### The task
Write out the data again in full, exactly as it reads.

### The data ###

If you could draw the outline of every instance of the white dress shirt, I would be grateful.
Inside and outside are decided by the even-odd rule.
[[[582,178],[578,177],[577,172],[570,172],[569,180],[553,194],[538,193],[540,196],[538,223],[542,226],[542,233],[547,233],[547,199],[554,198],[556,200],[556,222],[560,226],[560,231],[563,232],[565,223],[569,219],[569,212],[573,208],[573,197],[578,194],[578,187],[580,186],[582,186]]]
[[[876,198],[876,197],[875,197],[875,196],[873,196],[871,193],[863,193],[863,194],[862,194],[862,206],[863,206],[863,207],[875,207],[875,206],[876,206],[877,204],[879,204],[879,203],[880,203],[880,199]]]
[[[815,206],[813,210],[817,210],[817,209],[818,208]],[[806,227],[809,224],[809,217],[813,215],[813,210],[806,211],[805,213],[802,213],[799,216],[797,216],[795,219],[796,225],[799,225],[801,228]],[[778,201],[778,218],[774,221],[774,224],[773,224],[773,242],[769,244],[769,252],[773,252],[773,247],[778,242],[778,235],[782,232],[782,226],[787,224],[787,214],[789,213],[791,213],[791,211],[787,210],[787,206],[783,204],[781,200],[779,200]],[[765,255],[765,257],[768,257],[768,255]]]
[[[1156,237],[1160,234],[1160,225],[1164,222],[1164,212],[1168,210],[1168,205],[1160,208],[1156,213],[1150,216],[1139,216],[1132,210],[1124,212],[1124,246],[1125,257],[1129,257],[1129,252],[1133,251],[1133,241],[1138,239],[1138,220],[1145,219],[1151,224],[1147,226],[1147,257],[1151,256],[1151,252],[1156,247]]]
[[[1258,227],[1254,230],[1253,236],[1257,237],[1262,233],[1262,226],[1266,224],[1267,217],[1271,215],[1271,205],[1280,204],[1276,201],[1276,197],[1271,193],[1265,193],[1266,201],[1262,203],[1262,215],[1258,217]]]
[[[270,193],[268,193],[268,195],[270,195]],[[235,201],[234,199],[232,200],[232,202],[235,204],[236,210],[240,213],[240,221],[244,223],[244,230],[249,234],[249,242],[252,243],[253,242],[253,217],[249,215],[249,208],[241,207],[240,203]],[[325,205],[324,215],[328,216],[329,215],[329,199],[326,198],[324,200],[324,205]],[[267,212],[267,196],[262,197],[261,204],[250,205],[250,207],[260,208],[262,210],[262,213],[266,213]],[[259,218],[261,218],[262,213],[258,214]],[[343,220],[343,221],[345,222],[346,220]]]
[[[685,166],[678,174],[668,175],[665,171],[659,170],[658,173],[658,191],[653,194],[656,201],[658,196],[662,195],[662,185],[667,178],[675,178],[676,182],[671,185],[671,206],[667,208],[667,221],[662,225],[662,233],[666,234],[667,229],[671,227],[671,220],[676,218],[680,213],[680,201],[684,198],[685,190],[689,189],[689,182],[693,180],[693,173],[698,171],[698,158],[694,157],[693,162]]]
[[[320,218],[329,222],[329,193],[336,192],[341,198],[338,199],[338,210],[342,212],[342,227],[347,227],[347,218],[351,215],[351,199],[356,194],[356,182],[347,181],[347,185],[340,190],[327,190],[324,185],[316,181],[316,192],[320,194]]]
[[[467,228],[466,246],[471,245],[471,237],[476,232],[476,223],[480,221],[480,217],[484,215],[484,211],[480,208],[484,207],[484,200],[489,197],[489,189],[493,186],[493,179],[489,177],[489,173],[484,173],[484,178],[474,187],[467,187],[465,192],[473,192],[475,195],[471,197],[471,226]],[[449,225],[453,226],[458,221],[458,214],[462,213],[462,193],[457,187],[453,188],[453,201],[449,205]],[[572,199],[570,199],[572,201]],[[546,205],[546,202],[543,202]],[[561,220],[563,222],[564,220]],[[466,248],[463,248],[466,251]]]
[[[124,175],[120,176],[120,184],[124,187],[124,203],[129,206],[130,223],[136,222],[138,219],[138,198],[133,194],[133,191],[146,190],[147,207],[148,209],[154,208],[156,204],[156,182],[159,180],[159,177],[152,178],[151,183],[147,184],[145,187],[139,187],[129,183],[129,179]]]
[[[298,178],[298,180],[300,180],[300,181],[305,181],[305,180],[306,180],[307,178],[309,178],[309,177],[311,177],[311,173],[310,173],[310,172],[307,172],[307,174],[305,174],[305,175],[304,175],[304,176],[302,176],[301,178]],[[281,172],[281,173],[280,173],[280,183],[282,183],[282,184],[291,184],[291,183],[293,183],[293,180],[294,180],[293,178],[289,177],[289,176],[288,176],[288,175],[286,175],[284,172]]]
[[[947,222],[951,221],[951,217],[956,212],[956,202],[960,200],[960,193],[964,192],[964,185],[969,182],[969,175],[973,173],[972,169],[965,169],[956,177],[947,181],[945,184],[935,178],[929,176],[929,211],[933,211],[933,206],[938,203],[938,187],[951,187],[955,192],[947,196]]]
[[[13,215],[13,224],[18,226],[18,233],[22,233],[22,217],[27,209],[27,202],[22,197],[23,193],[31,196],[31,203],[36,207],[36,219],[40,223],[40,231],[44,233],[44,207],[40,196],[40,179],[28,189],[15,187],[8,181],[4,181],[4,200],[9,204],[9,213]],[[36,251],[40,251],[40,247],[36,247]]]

###

### Solved exercise
If you could draw the outline of every instance of the white dress shirt, I would be grateful.
Inside and outside are decided by the even-odd rule.
[[[582,178],[578,177],[577,172],[570,172],[569,180],[553,194],[538,193],[540,196],[538,223],[542,226],[542,233],[547,233],[547,199],[554,198],[556,200],[556,222],[560,226],[560,231],[563,232],[565,223],[569,219],[569,212],[573,208],[573,197],[578,194],[578,187],[580,186],[582,186]]]
[[[876,198],[876,197],[875,197],[875,196],[873,196],[871,193],[863,193],[863,194],[862,194],[862,206],[863,206],[863,207],[875,207],[875,206],[876,206],[877,204],[879,204],[879,203],[880,203],[880,199]]]
[[[815,206],[813,210],[817,210],[817,209],[818,208]],[[806,227],[809,224],[809,217],[813,215],[813,210],[806,211],[805,213],[802,213],[799,216],[797,216],[795,219],[796,225],[799,225],[801,228]],[[778,201],[778,218],[774,221],[774,224],[773,224],[773,242],[769,244],[769,252],[773,252],[773,247],[778,242],[778,235],[782,232],[782,226],[787,224],[787,214],[789,213],[791,213],[791,211],[787,210],[787,206],[783,204],[781,200],[779,200]],[[765,255],[765,257],[768,257],[768,255]]]
[[[1156,237],[1160,234],[1160,225],[1164,222],[1164,212],[1168,210],[1168,205],[1160,208],[1156,213],[1150,216],[1139,216],[1132,210],[1124,212],[1124,246],[1125,257],[1129,257],[1129,252],[1133,251],[1133,241],[1138,239],[1138,220],[1145,219],[1151,224],[1147,226],[1147,257],[1151,256],[1151,252],[1156,247]]]
[[[1258,227],[1254,230],[1253,236],[1257,237],[1262,233],[1262,226],[1266,224],[1267,217],[1271,215],[1271,205],[1280,204],[1276,201],[1276,197],[1271,193],[1265,193],[1266,201],[1262,203],[1262,215],[1258,217]]]
[[[270,193],[268,193],[268,195],[270,195]],[[235,201],[234,199],[232,200],[232,202],[235,204],[236,210],[240,213],[240,221],[244,223],[244,230],[249,234],[249,242],[252,243],[253,242],[253,217],[249,215],[249,208],[241,207],[240,203]],[[325,205],[324,215],[328,216],[329,215],[329,199],[326,198],[324,200],[324,205]],[[267,212],[267,196],[262,197],[261,204],[250,205],[250,207],[260,208],[262,210],[262,213],[266,213]],[[259,218],[261,218],[262,213],[258,214]],[[343,220],[343,221],[345,222],[346,220]]]
[[[685,166],[678,174],[668,175],[665,171],[659,170],[658,173],[658,191],[653,194],[656,201],[658,196],[662,195],[662,185],[667,178],[675,178],[676,182],[671,185],[671,206],[667,208],[667,221],[662,225],[662,233],[666,234],[667,229],[671,227],[671,220],[676,218],[680,213],[680,201],[684,198],[685,190],[689,189],[689,182],[693,180],[693,173],[698,171],[698,158],[694,157],[693,162]]]
[[[320,218],[329,222],[329,193],[336,192],[341,198],[338,199],[338,210],[342,212],[342,227],[347,227],[347,218],[351,215],[351,199],[356,194],[356,182],[347,181],[347,185],[340,190],[327,190],[324,185],[316,181],[316,192],[320,194]]]
[[[467,228],[466,246],[471,245],[471,237],[476,232],[476,223],[480,221],[480,217],[484,215],[484,211],[480,208],[484,207],[484,200],[489,197],[489,189],[493,186],[493,179],[489,177],[489,173],[484,173],[484,178],[474,187],[467,187],[465,192],[473,192],[475,195],[471,197],[471,226]],[[449,225],[453,226],[458,221],[458,214],[462,213],[462,193],[457,187],[453,188],[453,201],[449,205]],[[572,199],[570,199],[572,201]],[[546,205],[546,202],[543,202]],[[561,220],[563,222],[564,220]],[[466,248],[463,248],[466,251]]]
[[[124,175],[120,176],[120,184],[124,187],[124,203],[129,206],[130,223],[136,222],[138,219],[138,198],[133,194],[133,191],[146,190],[147,207],[148,209],[154,208],[156,204],[156,182],[159,180],[159,177],[152,178],[151,183],[147,184],[145,187],[139,187],[129,183],[129,179]]]
[[[298,178],[298,180],[300,180],[300,181],[305,181],[305,180],[306,180],[307,178],[309,178],[309,177],[311,177],[311,173],[310,173],[310,172],[307,172],[307,174],[305,174],[305,175],[304,175],[304,176],[302,176],[301,178]],[[281,172],[281,173],[280,173],[280,183],[282,183],[282,184],[291,184],[291,183],[293,183],[293,180],[294,180],[293,178],[289,177],[289,176],[288,176],[288,175],[286,175],[284,172]]]
[[[947,222],[951,221],[951,217],[956,212],[956,202],[960,200],[960,193],[964,192],[964,185],[969,182],[969,175],[973,173],[972,169],[965,169],[956,177],[947,181],[945,184],[935,178],[929,176],[929,211],[933,211],[933,206],[938,203],[938,187],[951,187],[955,192],[947,196]]]
[[[13,215],[13,224],[18,226],[18,233],[22,233],[22,217],[27,209],[27,202],[22,197],[23,193],[31,196],[31,203],[36,207],[36,219],[40,223],[40,231],[44,233],[44,207],[40,196],[40,179],[28,189],[15,187],[8,181],[4,181],[4,200],[9,204],[9,213]],[[36,251],[40,251],[40,247],[36,247]]]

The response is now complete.